◆ TEXT SECTION:
The city of Riverside has its own supply of water, thank you very much, and doesn’t see why it should be subject to a 24% cut in water usage mandated by the state.
The city asked the state nicely earlier in the year to include it in a program that lets Northern California entities get away with just 4% cuts because they are taking their water from surface sources, like rivers that are going to dump their contents in the sea if not snatched.
That didn’t happen. Riverside gets its water from underground, not the surface, and that’s a critical difference to the state. So city officials filed a lawsuit in Fresno County Superior Court to stop the State Water Resources Control Board from imposing its will on them.
“We have our own wells and our own water resources,” Riverside Public Utilities spokesperson Heather Raymond told the Los Angeles Times. “No matter how much we save it has zero effect on the state water supply.”
Riverside gets its water from groundwater basins it controls and has a four-year supply on hand. That’s the minimum necessary to be included in the 4% tier. Over the years, the city has drilled wells, captured storm water, invested in a water treatment plant and spent millions on a recycled water infrastructure, Riverside Public Utilities Deputy General Manager Kevin Milligan told the Riverside Press-Enterprise.
The city says it hasn’t imported water from the Colorado River or the State Water Project since 2008. According to the Courthouse News Service, the city’s complaint says, “(A)ny water that Riverside does not extract will sit in the basin, and cannot be extracted or used by others. Riverside is truly ‘water independent.’ ”

◆ GIVEN DATA:
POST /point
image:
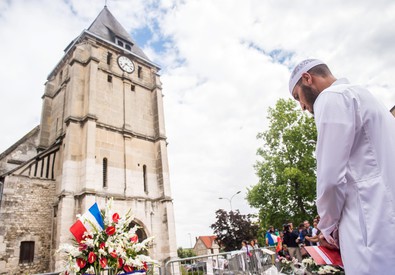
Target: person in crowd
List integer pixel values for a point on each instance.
(307, 231)
(314, 232)
(355, 152)
(254, 244)
(284, 253)
(289, 239)
(271, 237)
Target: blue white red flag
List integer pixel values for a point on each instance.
(90, 221)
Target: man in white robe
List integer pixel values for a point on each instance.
(355, 167)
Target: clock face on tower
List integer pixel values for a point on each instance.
(125, 64)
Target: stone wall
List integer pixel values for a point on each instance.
(26, 215)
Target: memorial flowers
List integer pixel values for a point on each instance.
(105, 241)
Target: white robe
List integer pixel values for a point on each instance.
(356, 177)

◆ WHAT IS REQUIRED:
Print the text about Riverside's water supply word for word, in full.

◆ ANSWER FOR THE TASK:
The city of Riverside has its own supply of water, thank you very much, and doesn’t see why it should be subject to a 24% cut in water usage mandated by the state.
The city asked the state nicely earlier in the year to include it in a program that lets Northern California entities get away with just 4% cuts because they are taking their water from surface sources, like rivers that are going to dump their contents in the sea if not snatched.
That didn’t happen. Riverside gets its water from underground, not the surface, and that’s a critical difference to the state. So city officials filed a lawsuit in Fresno County Superior Court to stop the State Water Resources Control Board from imposing its will on them.
“We have our own wells and our own water resources,” Riverside Public Utilities spokesperson Heather Raymond told the Los Angeles Times. “No matter how much we save it has zero effect on the state water supply.”
Riverside gets its water from groundwater basins it controls and has a four-year supply on hand. That’s the minimum necessary to be included in the 4% tier. Over the years, the city has drilled wells, captured storm water, invested in a water treatment plant and spent millions on a recycled water infrastructure, Riverside Public Utilities Deputy General Manager Kevin Milligan told the Riverside Press-Enterprise.
The city says it hasn’t imported water from the Colorado River or the State Water Project since 2008. According to the Courthouse News Service, the city’s complaint says, “(A)ny water that Riverside does not extract will sit in the basin, and cannot be extracted or used by others. Riverside is truly ‘water independent.’ ”